• [Set task a]
Switch "grassy slope" to "hillside" in the records from the line containing "task: give the mask of every instance of the reservoir" through the last line of the records, and give back only those lines with everything else left as is.

• [Passage provided]
# # # #
What is a Quadcopter

A Quadcopter is a multicopter with four arms; each arm has a motor coupled with a Propeller with symmetrically pitched blades mounted at its end providing lift and propulsion. In the typical configuration the rotors are arranged with two rotors turning clockwise and two rotors turning counter-clockwise. See Figure : Quadcopter Motor layout, located below.

http://upload.wikimedia.org/wikipedia/commons/2/2a/Quadrotor_yaw_torque.png

Figure : Quadcopter Motor layout

The motors are arranged in this configuration so that the net aerodynamic torque in the yaw axis is zero; this eradicates the need for the stabilisation rotor seen in conventional Helicopter designs. Each pair of blades rotating in the same direction controls its associated axis, either roll or pitch, and increasing thrust for one rotor while decreasing thrust for its counterpart will maintain the torque balance required for yaw stability and induce a net torque about the roll or pitch axes. Using this configuration, fixed rotor blades can be made to maneuver the Quadcopter in all dimensions. See Figure : Quadcopter axis for a diagram describing the yaw, pitch and roll axis of a Quadcopter.

Sensors

This project aims to analyse the data from numerous sensors simultaneously to control the flight of a Quadcopter. This is achieved using the following sensors.

Accelerometers: 3 axis accelerometers are used to detect the magnitude and direction of proper acceleration (Proper acceleration g= 9.81 m/s2) as a vector quantity to determine the Quadcopters orientation to the Earth’s surface. When the Quadcopter is tilted, the Accelerometer measures the change in orientation with respect to the Earth’s surface, See Figure : Hover (Flight Physics 2012), located in the appendices. An accelerometer behaves in the same way as a damped mass on a spring. When the accelerometer experiences acceleration, the mass is displaced to the point that the spring is able to accelerate the mass at the same rate as the casing. The displacement is then measured to give the acceleration. An Inertial Navigation System is a navigation aid that uses sensors and accelerometers to continuously calculate orientation, and velocity of the Quadcopter. Modern accelerometers, such as the MPU – 6000 found on the ArduIMUv3+ are small micro electro-mechanical systems (MEMS), made up of little more than a cantilever beam with a proof mass.
# # # #
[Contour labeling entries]
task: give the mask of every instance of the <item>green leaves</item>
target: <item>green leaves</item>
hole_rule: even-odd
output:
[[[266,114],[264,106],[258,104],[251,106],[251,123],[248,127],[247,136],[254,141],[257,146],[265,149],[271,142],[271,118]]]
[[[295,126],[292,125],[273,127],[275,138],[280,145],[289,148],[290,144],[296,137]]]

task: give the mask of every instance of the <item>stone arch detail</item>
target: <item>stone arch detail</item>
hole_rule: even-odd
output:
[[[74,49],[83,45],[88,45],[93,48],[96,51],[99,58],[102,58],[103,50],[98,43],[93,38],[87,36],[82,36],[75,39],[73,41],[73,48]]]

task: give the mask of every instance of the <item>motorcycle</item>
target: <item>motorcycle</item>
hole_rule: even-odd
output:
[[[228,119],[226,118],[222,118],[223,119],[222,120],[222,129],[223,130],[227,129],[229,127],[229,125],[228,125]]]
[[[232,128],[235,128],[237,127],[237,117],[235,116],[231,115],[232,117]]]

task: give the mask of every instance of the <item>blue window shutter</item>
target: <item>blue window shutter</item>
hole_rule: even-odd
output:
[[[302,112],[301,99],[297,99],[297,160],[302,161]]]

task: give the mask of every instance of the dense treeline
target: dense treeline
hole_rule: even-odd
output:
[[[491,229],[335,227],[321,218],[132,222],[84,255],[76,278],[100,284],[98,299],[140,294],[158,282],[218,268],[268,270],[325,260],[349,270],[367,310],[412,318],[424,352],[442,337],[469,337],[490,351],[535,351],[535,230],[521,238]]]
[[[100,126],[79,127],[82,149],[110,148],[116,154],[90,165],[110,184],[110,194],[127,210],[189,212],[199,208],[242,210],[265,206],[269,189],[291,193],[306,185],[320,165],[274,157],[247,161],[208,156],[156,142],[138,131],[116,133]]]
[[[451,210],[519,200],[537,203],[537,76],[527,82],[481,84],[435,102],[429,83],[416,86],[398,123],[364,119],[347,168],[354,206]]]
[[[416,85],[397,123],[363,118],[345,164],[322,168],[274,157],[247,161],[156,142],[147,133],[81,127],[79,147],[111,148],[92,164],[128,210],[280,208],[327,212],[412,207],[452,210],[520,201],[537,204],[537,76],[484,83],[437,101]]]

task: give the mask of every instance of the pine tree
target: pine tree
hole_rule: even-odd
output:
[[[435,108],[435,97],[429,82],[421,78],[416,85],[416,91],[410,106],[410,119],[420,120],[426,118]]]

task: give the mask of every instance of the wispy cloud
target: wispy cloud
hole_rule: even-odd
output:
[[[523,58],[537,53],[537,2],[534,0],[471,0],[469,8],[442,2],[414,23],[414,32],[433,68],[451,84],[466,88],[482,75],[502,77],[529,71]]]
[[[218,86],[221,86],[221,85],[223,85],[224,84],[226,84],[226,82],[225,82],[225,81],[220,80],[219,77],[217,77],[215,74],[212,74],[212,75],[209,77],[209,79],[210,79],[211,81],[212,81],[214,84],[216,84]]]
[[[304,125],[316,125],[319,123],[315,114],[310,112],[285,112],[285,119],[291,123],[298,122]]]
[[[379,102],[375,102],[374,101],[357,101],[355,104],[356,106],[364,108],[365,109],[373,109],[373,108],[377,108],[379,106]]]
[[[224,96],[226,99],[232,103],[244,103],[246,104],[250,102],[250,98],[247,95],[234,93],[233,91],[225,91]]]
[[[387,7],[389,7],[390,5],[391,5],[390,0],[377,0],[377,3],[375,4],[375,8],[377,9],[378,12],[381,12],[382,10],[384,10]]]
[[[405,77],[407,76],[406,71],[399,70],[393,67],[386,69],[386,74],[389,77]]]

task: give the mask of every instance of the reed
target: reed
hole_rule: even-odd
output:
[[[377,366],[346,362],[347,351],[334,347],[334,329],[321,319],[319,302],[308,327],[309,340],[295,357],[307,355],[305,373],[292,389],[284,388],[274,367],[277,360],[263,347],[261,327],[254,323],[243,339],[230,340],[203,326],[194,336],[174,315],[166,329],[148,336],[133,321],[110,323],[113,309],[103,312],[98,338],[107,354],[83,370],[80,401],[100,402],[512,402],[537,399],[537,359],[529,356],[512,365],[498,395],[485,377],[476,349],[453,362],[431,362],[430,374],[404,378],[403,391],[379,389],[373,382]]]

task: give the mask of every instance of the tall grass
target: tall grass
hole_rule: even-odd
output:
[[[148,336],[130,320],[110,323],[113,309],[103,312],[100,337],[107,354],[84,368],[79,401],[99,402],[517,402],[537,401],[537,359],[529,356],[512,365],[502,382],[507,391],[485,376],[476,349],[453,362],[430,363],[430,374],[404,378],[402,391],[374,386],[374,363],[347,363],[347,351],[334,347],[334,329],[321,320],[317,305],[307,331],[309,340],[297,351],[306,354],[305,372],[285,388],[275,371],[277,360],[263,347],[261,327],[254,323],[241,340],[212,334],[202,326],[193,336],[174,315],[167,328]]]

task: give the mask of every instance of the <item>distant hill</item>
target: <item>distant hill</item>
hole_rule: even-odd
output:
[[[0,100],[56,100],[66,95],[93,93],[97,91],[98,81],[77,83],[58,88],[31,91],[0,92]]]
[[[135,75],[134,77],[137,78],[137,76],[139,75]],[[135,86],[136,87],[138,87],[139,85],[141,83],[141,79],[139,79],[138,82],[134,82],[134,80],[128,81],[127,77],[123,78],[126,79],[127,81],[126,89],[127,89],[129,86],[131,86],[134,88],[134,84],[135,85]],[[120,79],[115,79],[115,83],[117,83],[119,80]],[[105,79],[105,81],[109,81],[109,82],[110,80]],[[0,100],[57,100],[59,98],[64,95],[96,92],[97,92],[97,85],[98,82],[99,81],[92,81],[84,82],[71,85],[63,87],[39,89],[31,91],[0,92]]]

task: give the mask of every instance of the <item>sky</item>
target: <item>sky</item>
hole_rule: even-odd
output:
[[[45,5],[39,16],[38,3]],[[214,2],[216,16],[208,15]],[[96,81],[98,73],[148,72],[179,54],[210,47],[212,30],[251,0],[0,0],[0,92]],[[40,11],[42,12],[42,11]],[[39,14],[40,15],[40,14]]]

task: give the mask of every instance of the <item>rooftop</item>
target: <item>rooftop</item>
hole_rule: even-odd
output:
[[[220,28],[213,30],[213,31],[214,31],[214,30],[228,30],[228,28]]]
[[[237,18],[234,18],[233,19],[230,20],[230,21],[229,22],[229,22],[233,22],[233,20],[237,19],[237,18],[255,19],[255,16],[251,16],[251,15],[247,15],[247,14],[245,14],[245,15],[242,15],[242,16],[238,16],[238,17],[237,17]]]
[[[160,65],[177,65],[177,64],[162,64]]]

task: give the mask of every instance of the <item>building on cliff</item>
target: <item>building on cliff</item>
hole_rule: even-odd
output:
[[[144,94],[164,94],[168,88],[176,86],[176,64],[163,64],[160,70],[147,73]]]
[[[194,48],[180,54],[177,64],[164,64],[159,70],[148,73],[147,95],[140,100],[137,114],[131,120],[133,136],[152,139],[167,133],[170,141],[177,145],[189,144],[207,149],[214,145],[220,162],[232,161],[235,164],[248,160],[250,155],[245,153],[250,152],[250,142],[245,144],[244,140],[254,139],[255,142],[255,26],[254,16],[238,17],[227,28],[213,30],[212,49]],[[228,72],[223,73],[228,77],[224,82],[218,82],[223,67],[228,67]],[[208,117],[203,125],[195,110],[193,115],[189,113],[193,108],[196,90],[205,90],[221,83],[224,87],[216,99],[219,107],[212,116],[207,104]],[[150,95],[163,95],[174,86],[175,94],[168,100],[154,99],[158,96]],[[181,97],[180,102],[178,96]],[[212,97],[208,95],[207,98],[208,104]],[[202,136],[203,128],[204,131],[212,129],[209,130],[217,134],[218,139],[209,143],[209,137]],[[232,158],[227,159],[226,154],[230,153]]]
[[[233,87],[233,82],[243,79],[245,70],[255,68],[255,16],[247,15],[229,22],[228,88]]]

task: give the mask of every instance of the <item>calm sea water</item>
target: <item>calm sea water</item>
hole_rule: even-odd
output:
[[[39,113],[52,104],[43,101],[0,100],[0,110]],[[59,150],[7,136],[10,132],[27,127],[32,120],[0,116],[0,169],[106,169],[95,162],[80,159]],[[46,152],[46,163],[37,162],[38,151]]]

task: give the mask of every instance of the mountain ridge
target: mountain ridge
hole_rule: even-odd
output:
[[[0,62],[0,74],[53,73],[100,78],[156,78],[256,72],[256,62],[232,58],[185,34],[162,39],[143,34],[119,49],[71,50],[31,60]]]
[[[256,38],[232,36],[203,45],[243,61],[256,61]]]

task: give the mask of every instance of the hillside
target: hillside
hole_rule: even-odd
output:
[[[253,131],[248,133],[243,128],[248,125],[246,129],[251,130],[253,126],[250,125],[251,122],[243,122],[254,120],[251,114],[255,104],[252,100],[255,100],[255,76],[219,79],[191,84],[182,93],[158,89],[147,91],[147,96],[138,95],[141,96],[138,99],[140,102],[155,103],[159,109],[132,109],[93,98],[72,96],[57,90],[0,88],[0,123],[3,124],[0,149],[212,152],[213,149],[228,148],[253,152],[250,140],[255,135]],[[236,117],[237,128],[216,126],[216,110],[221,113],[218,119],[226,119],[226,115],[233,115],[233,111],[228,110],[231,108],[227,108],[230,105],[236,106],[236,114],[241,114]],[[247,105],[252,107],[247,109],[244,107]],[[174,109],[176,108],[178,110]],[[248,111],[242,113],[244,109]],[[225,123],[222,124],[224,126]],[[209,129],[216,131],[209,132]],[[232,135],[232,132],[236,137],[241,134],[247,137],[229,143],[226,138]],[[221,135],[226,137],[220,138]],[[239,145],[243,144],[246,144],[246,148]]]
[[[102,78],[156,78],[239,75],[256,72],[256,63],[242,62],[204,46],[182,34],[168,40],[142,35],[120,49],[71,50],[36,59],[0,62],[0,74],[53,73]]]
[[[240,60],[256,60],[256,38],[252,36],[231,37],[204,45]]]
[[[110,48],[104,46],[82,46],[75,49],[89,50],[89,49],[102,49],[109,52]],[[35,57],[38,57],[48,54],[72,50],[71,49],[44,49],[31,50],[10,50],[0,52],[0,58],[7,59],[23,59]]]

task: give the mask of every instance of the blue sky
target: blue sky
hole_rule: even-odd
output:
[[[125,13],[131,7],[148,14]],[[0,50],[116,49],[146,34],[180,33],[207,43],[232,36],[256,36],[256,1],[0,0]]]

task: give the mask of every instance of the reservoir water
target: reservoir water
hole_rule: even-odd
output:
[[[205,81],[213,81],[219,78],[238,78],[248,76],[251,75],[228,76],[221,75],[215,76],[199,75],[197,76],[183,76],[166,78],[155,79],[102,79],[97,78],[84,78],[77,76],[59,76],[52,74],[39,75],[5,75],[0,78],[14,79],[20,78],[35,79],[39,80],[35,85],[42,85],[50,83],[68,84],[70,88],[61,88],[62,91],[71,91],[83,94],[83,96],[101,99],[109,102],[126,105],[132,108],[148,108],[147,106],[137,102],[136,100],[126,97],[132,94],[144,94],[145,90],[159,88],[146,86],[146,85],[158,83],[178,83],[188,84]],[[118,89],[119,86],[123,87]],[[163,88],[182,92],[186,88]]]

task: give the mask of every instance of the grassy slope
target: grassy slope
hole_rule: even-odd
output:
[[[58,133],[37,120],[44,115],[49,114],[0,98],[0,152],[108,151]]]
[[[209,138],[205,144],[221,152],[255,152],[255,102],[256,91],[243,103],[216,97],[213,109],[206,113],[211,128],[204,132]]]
# # # #
• [Set task b]
Echo the quadcopter passage word for word, in full.

• [Worked solution a]
task: give the mask of every instance of the reservoir water
target: reservoir water
hole_rule: even-odd
output:
[[[205,81],[213,81],[219,78],[238,78],[248,76],[251,75],[228,76],[221,75],[215,76],[199,75],[197,76],[183,76],[166,78],[155,79],[102,79],[97,78],[84,78],[77,76],[59,76],[52,74],[39,75],[5,75],[0,78],[14,79],[20,78],[35,79],[39,80],[35,85],[42,85],[50,83],[68,84],[70,88],[61,88],[62,91],[71,91],[83,94],[83,96],[101,99],[109,102],[126,105],[132,108],[148,108],[147,106],[137,102],[136,100],[126,97],[132,94],[144,94],[145,90],[159,88],[146,86],[146,85],[158,83],[178,83],[188,84]],[[118,89],[119,86],[123,87]],[[163,88],[182,92],[186,88]]]

task: give the mask of every instance of the hillside
target: hillside
hole_rule: even-odd
output:
[[[58,133],[37,120],[44,115],[49,114],[0,98],[0,152],[108,151]]]
[[[209,138],[205,144],[221,152],[255,152],[255,102],[256,91],[243,103],[216,97],[213,109],[206,113],[211,128],[204,132]]]

• [Worked solution b]
What is a Quadcopter

A Quadcopter is a multicopter with four arms; each arm has a motor coupled with a Propeller with symmetrically pitched blades mounted at its end providing lift and propulsion. In the typical configuration the rotors are arranged with two rotors turning clockwise and two rotors turning counter-clockwise. See Figure : Quadcopter Motor layout, located below.

http://upload.wikimedia.org/wikipedia/commons/2/2a/Quadrotor_yaw_torque.png

Figure : Quadcopter Motor layout

The motors are arranged in this configuration so that the net aerodynamic torque in the yaw axis is zero; this eradicates the need for the stabilisation rotor seen in conventional Helicopter designs. Each pair of blades rotating in the same direction controls its associated axis, either roll or pitch, and increasing thrust for one rotor while decreasing thrust for its counterpart will maintain the torque balance required for yaw stability and induce a net torque about the roll or pitch axes. Using this configuration, fixed rotor blades can be made to maneuver the Quadcopter in all dimensions. See Figure : Quadcopter axis for a diagram describing the yaw, pitch and roll axis of a Quadcopter.

Sensors

This project aims to analyse the data from numerous sensors simultaneously to control the flight of a Quadcopter. This is achieved using the following sensors.

Accelerometers: 3 axis accelerometers are used to detect the magnitude and direction of proper acceleration (Proper acceleration g= 9.81 m/s2) as a vector quantity to determine the Quadcopters orientation to the Earth’s surface. When the Quadcopter is tilted, the Accelerometer measures the change in orientation with respect to the Earth’s surface, See Figure : Hover (Flight Physics 2012), located in the appendices. An accelerometer behaves in the same way as a damped mass on a spring. When the accelerometer experiences acceleration, the mass is displaced to the point that the spring is able to accelerate the mass at the same rate as the casing. The displacement is then measured to give the acceleration. An Inertial Navigation System is a navigation aid that uses sensors and accelerometers to continuously calculate orientation, and velocity of the Quadcopter. Modern accelerometers, such as the MPU – 6000 found on the ArduIMUv3+ are small micro electro-mechanical systems (MEMS), made up of little more than a cantilever beam with a proof mass.